**Brief 1:**
In the PyData talk description, which two tools are combined to let ML teams track and manage large datasets and ML models?
**Brief 2:**
Carry on the PyData talk description on data and model version control from its final sentence.

PyData NYC 2022

Data and Model Version Control: Applications in ML Drug Discovery pipelines
11-10, 13:30–14:15 (America/New_York), Music Box (5th floor)

Development of Machine Learning (ML) pipelines in drug discovery faces different challenges from those in traditional software development. In addition to unique challenges during the data engineering stage, drug discovery pipelines require not only the standard Git tracking for source code but also make versioning of data and ML models necessary. In this talk, we will discuss some of the main challenges when working with biological data and how Data Version Control (DVC) tools help to facilitate data- and model-tracking during the development of ML drug discovery pipelines.


Biological data is inherently complex and riddled with heterogeneity, conditionality, dimensionality, and research bias. ML models in drug discovery are built on large biological datasets from diverse sources that can vary in format and content, making data engineering tasks challenging. This information heterogeneity requires significant data sanitization, standardization, and selection steps that can dramatically influence model performance. Additionally, after building and assessing model performance over multiple iterations, the deployed model is subjected to a feedback loop that often suggests either retraining the model with the updated data or implementing a new feature to maintain or improve model performance. As a result of the ML development cycle, large amounts of files of both models and data versions are generated.

The inherent complexity of biological data preprocessing adds a new layer of experimentation parameters associated with developing optimal models. How can we keep track of dataset versions, experiments, and models in an automated way? How can we organize and store different ML model versions with their data? Data Version Control is the answer. By combining Git and DVC tools, ML teams can track and manage large datasets and ML models.

This talk includes two parts. In the first part, we will offer an overview of some of the main challenges and limitations encountered in biological datasets. In the second part, we will present a use case of ML workflow using DVC, a free and open source tool for data and model versioning.

**Data shown:**
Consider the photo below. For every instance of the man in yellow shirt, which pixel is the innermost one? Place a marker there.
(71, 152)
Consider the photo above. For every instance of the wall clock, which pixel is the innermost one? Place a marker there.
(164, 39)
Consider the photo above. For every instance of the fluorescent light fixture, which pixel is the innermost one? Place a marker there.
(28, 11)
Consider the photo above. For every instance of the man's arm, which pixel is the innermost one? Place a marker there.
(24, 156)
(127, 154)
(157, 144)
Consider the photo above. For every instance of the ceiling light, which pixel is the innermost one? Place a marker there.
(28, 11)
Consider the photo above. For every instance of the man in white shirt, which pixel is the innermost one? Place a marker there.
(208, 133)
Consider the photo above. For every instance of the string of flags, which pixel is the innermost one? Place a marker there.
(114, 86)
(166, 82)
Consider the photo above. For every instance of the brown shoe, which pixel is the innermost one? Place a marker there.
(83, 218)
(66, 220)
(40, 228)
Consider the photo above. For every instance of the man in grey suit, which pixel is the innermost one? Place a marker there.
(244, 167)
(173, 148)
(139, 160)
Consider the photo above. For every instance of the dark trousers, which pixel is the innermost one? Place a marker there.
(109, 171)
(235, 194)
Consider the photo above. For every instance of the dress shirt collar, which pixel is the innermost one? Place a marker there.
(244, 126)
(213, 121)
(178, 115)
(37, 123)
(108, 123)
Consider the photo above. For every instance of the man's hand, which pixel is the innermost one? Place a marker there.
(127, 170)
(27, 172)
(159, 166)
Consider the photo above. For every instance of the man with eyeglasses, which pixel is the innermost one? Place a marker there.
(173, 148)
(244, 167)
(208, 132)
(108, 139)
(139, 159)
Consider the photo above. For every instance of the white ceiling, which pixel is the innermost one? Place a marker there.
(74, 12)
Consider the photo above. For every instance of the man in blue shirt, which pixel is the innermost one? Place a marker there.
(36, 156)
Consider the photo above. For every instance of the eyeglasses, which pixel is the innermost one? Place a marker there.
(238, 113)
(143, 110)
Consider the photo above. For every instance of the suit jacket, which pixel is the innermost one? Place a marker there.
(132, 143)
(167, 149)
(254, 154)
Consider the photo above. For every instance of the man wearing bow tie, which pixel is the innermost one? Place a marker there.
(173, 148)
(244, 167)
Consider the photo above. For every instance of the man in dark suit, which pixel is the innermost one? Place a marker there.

**Task output 1:**
Git and DVC tools.

**Task output 2:**
Outline

Part I: Biological data in ML pipelines (20 min)

We will discuss some of the main challenges experts face when working with biological data. We will cover the following topics:

  • What makes biological data different?
  • Overview ML drug discovery pipelines.
  • Data feedback loops: optimizing ML models.
  • Challenges.

Part II: Implementing DVC in drug discovery ML pipelines (20 min)

In the second part of this talk, we will present a use case for DVC implementation in drug discovery pipelines. We will provide a use case on how to implement DVC for data and model versioning:

  • Introduction to DVC.
  • Tracking data and models in drug discovery.
  • Highlights.

A 5-minute Q&A space will be provided at the end of the talk.

To get the most out of this talk, attendees should have prior understanding of Git.


Prior Knowledge Expected

Previous knowledge expected

Estefania Barreto-Ojeda is a computational scientist at Cyclica Inc., where she develops and maintains machine learning pipelines for drug discovery. A physicist by training, she has a PhD in Biophysical Chemistry from the University of Calgary where she developed open source tools to analyze MD simulations. Estefania is an occasional open-source contributor, full time data visualization fan, and seasonal bicycle lover.